Return all of the data verbatim, dropping any picture.

### DATA EXTRACT
--------
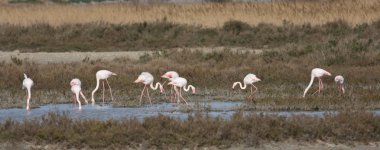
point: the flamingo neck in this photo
(156, 86)
(188, 88)
(308, 87)
(240, 84)
(96, 88)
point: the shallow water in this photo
(216, 109)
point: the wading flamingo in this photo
(317, 73)
(102, 75)
(171, 75)
(76, 89)
(248, 79)
(339, 80)
(147, 79)
(181, 83)
(27, 83)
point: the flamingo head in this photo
(139, 80)
(75, 81)
(167, 76)
(327, 73)
(162, 89)
(256, 79)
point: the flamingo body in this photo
(77, 90)
(181, 83)
(249, 79)
(147, 79)
(339, 80)
(102, 75)
(171, 75)
(27, 83)
(317, 73)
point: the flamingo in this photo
(147, 79)
(171, 75)
(181, 83)
(317, 73)
(102, 75)
(339, 81)
(27, 83)
(248, 79)
(76, 89)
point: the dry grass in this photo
(283, 79)
(207, 15)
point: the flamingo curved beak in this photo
(138, 80)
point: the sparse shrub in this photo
(16, 60)
(235, 27)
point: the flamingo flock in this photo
(176, 83)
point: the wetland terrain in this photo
(52, 48)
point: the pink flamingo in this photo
(76, 89)
(171, 75)
(248, 79)
(339, 80)
(317, 73)
(27, 83)
(147, 79)
(102, 75)
(181, 83)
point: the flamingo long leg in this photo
(147, 92)
(177, 93)
(103, 91)
(77, 97)
(180, 95)
(251, 94)
(74, 101)
(110, 89)
(319, 87)
(84, 97)
(27, 102)
(142, 92)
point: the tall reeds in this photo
(205, 14)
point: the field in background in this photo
(206, 15)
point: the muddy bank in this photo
(287, 145)
(70, 57)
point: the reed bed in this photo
(281, 88)
(200, 14)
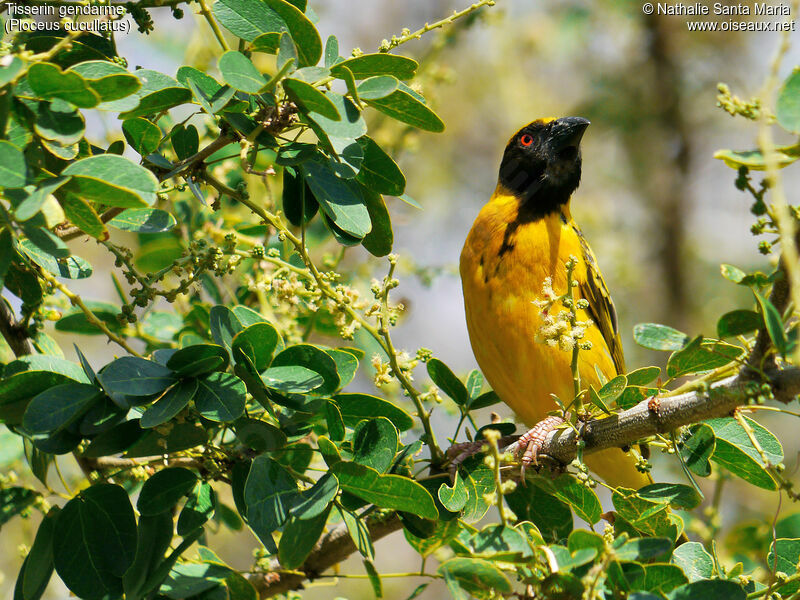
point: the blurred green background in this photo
(659, 211)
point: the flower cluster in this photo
(561, 329)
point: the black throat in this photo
(539, 195)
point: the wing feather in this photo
(601, 307)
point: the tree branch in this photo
(333, 548)
(660, 415)
(16, 336)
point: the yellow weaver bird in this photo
(522, 236)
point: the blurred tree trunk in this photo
(667, 187)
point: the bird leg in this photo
(530, 443)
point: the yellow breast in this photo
(503, 266)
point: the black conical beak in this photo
(568, 131)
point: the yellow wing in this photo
(601, 307)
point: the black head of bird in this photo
(542, 163)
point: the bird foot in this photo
(458, 453)
(530, 443)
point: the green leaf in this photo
(158, 101)
(170, 404)
(486, 399)
(676, 494)
(660, 578)
(46, 241)
(299, 538)
(74, 320)
(359, 533)
(94, 541)
(375, 88)
(552, 516)
(711, 589)
(304, 34)
(310, 98)
(355, 407)
(198, 359)
(198, 509)
(479, 482)
(48, 81)
(697, 450)
(379, 172)
(403, 107)
(220, 397)
(270, 493)
(73, 267)
(443, 533)
(134, 376)
(84, 216)
(612, 390)
(240, 73)
(694, 560)
(258, 342)
(500, 542)
(386, 491)
(111, 180)
(313, 359)
(331, 51)
(39, 563)
(61, 405)
(784, 555)
(569, 490)
(41, 200)
(454, 498)
(659, 337)
(62, 124)
(142, 135)
(375, 443)
(641, 549)
(13, 169)
(258, 435)
(702, 355)
(164, 490)
(317, 498)
(9, 72)
(787, 106)
(247, 19)
(224, 325)
(154, 537)
(754, 159)
(735, 451)
(185, 141)
(372, 65)
(143, 220)
(451, 385)
(773, 322)
(476, 576)
(349, 126)
(292, 379)
(738, 322)
(346, 364)
(14, 500)
(108, 80)
(182, 436)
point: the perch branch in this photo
(333, 548)
(660, 415)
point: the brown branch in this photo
(660, 415)
(16, 336)
(333, 548)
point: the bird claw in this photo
(531, 442)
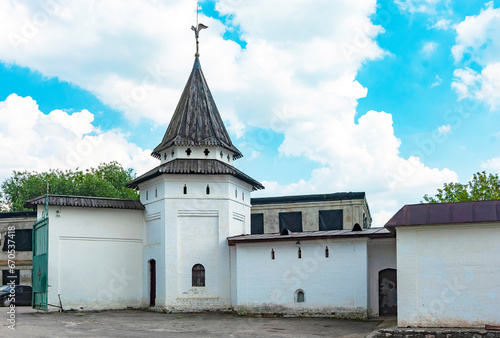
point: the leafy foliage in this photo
(107, 180)
(482, 187)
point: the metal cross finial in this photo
(197, 28)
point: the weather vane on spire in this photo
(197, 28)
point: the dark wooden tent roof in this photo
(196, 120)
(195, 166)
(311, 235)
(86, 201)
(446, 213)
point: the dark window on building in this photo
(8, 277)
(331, 220)
(257, 224)
(198, 273)
(299, 296)
(22, 239)
(291, 220)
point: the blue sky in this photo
(390, 97)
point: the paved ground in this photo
(135, 323)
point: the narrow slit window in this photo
(300, 296)
(198, 274)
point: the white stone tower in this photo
(194, 200)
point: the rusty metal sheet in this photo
(446, 213)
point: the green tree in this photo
(482, 187)
(107, 180)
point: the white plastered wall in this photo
(381, 256)
(94, 258)
(193, 229)
(333, 286)
(448, 275)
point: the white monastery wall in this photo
(381, 256)
(448, 275)
(94, 257)
(333, 286)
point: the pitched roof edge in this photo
(86, 201)
(256, 185)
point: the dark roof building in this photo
(196, 120)
(196, 126)
(86, 202)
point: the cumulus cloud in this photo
(444, 129)
(443, 24)
(492, 165)
(429, 47)
(297, 76)
(478, 38)
(32, 140)
(437, 82)
(421, 6)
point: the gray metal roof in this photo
(86, 202)
(195, 166)
(340, 196)
(196, 120)
(446, 213)
(311, 235)
(18, 214)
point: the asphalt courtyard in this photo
(138, 323)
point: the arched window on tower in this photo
(198, 273)
(299, 296)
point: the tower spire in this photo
(197, 28)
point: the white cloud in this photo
(429, 47)
(444, 129)
(483, 86)
(492, 165)
(31, 140)
(297, 76)
(442, 24)
(478, 38)
(420, 6)
(437, 82)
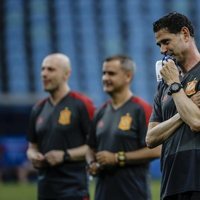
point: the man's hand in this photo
(106, 158)
(196, 98)
(37, 160)
(170, 72)
(54, 157)
(93, 168)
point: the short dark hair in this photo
(126, 62)
(174, 22)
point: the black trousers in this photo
(192, 195)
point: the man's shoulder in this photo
(39, 104)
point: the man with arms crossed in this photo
(59, 125)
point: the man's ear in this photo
(186, 33)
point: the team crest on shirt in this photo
(65, 117)
(191, 87)
(125, 122)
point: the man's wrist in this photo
(66, 157)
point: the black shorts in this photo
(66, 198)
(192, 195)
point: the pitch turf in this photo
(16, 191)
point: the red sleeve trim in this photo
(146, 106)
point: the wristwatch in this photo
(66, 157)
(174, 88)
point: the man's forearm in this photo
(158, 133)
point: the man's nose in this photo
(163, 49)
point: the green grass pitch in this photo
(16, 191)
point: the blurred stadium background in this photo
(87, 31)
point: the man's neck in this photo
(57, 95)
(191, 60)
(120, 98)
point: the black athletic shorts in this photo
(192, 195)
(66, 198)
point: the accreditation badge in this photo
(65, 117)
(125, 122)
(191, 87)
--------
### RESULT
point: the flamingo neck in this photo
(156, 86)
(188, 88)
(308, 87)
(240, 84)
(96, 88)
point: the shallow water in this photo
(216, 109)
point: the wading flamingo in this photo
(317, 73)
(102, 75)
(171, 75)
(76, 89)
(248, 79)
(339, 80)
(147, 79)
(181, 83)
(27, 83)
point: the flamingo head in this photo
(139, 80)
(75, 81)
(167, 76)
(327, 73)
(162, 89)
(256, 79)
point: the flamingo body in this photo
(77, 90)
(181, 83)
(249, 79)
(147, 79)
(339, 80)
(102, 75)
(171, 75)
(27, 83)
(317, 73)
point: the flamingo in this photo
(147, 79)
(171, 75)
(181, 83)
(317, 73)
(102, 75)
(339, 81)
(27, 83)
(248, 79)
(76, 89)
point: the dry grass in this photo
(283, 79)
(207, 15)
point: the flamingo curved beak in this photo
(138, 80)
point: the sparse shrub in this photo
(16, 60)
(235, 27)
point: the flamingo flock in this photo
(176, 83)
point: the wetland terrain in this photo
(52, 48)
point: the pink flamingo in this photo
(76, 89)
(171, 75)
(248, 79)
(339, 80)
(317, 73)
(27, 83)
(147, 79)
(102, 75)
(181, 83)
point: the flamingo long leg in this photo
(147, 92)
(177, 93)
(103, 91)
(77, 97)
(180, 95)
(251, 94)
(74, 101)
(110, 89)
(319, 87)
(84, 97)
(27, 102)
(142, 92)
point: the tall reeds in this photo
(205, 14)
point: the field in background in this photo
(206, 15)
point: the muddy bank in this photo
(287, 145)
(70, 57)
point: the reed bed in this photo
(281, 88)
(200, 14)
point: the blurred green background in this photo
(659, 211)
point: the flower cluster in this photo
(561, 329)
point: the black throat in this photo
(539, 195)
point: the wing feather in this photo
(601, 307)
point: the tree branch in this photo
(333, 548)
(660, 415)
(16, 336)
point: the yellow weaver bird in this photo
(522, 236)
point: the blurred tree trunk in this photo
(667, 187)
point: the bird leg in this photo
(530, 443)
point: the yellow breast in this photo
(503, 266)
point: the black conical beak in this photo
(568, 131)
point: the yellow wing in this photo
(601, 307)
point: the black head of bird in this photo
(542, 163)
point: the bird foot in this photo
(458, 453)
(530, 443)
point: the green leaf in this photo
(158, 101)
(170, 404)
(486, 399)
(676, 494)
(660, 578)
(46, 241)
(299, 538)
(74, 320)
(359, 533)
(94, 541)
(375, 88)
(552, 516)
(711, 589)
(304, 34)
(310, 98)
(355, 407)
(198, 359)
(198, 509)
(479, 482)
(48, 81)
(697, 450)
(379, 172)
(403, 107)
(220, 397)
(270, 493)
(73, 267)
(443, 533)
(134, 376)
(84, 216)
(612, 390)
(240, 73)
(694, 560)
(258, 342)
(500, 542)
(386, 491)
(111, 180)
(313, 359)
(331, 51)
(39, 563)
(61, 405)
(784, 555)
(569, 490)
(41, 200)
(454, 498)
(659, 337)
(62, 124)
(142, 135)
(375, 443)
(641, 549)
(13, 169)
(258, 435)
(702, 355)
(164, 490)
(317, 498)
(9, 72)
(787, 106)
(247, 19)
(224, 325)
(154, 537)
(754, 159)
(735, 451)
(185, 141)
(372, 65)
(143, 220)
(451, 385)
(773, 322)
(476, 576)
(349, 126)
(292, 379)
(738, 322)
(346, 364)
(14, 500)
(108, 80)
(182, 436)
point: the perch branch in this photo
(333, 548)
(660, 415)
point: the brown branch in this photo
(660, 415)
(16, 336)
(333, 548)
point: the bird claw in this photo
(531, 442)
point: the leafy foliage in this photo
(107, 180)
(482, 187)
point: the metal cross finial in this photo
(197, 28)
point: the weather vane on spire in this photo
(197, 28)
point: the dark wooden tent roof in this photo
(196, 120)
(195, 166)
(311, 235)
(86, 201)
(446, 213)
point: the dark window on building in this photo
(8, 277)
(331, 220)
(257, 224)
(198, 273)
(299, 296)
(22, 239)
(291, 220)
point: the blue sky in this photo
(390, 97)
point: the paved ground in this photo
(135, 323)
point: the narrow slit window in this photo
(300, 296)
(198, 274)
point: the white stone tower in this photo
(194, 200)
point: the rusty metal sheet in this photo
(446, 213)
point: the green tree in this photo
(482, 187)
(107, 180)
point: the white plastered wall in this photo
(381, 256)
(94, 258)
(193, 229)
(333, 286)
(448, 275)
point: the white monastery wall in this photo
(381, 256)
(448, 275)
(94, 257)
(333, 286)
point: the pitched roof edge in this photo
(86, 201)
(256, 185)
point: the dark roof building in this photo
(196, 120)
(196, 126)
(86, 202)
point: the cumulus cloud in this photo
(444, 129)
(443, 24)
(492, 165)
(429, 47)
(297, 76)
(478, 38)
(32, 140)
(437, 82)
(421, 6)
point: the gray metal roof in this photo
(86, 202)
(195, 166)
(340, 196)
(196, 120)
(446, 213)
(311, 235)
(18, 214)
point: the asphalt courtyard in this photo
(138, 323)
point: the arched window on tower in this photo
(198, 273)
(299, 296)
point: the tower spire in this photo
(197, 28)
point: the white cloud in this photo
(429, 47)
(444, 129)
(483, 86)
(492, 165)
(31, 140)
(297, 76)
(442, 24)
(478, 38)
(420, 6)
(437, 82)
point: the man's hand in this photo
(106, 158)
(196, 98)
(37, 160)
(170, 72)
(54, 157)
(93, 168)
point: the short dark hair in this photo
(126, 62)
(174, 22)
point: the black trousers in this photo
(192, 195)
point: the man's shoulder in this photo
(39, 104)
point: the man with arms crossed in this photo
(59, 125)
point: the man's ear in this photo
(186, 33)
point: the team crest on shirt in this photo
(65, 117)
(191, 87)
(125, 122)
point: the man's wrist in this photo
(66, 157)
point: the black shorts in this photo
(66, 198)
(192, 195)
point: the pitch turf in this photo
(16, 191)
point: the red sleeve trim in this photo
(146, 106)
point: the wristwatch in this photo
(66, 157)
(174, 88)
point: the man's forearm in this photo
(158, 133)
point: the man's nose in this photo
(163, 49)
point: the green grass pitch in this photo
(16, 191)
point: the blurred stadium background in this photo
(87, 31)
point: the man's neck in this photo
(57, 95)
(191, 60)
(120, 98)
point: the black athletic shorts in this photo
(192, 195)
(66, 198)
point: the accreditation badge in this photo
(65, 117)
(125, 122)
(191, 87)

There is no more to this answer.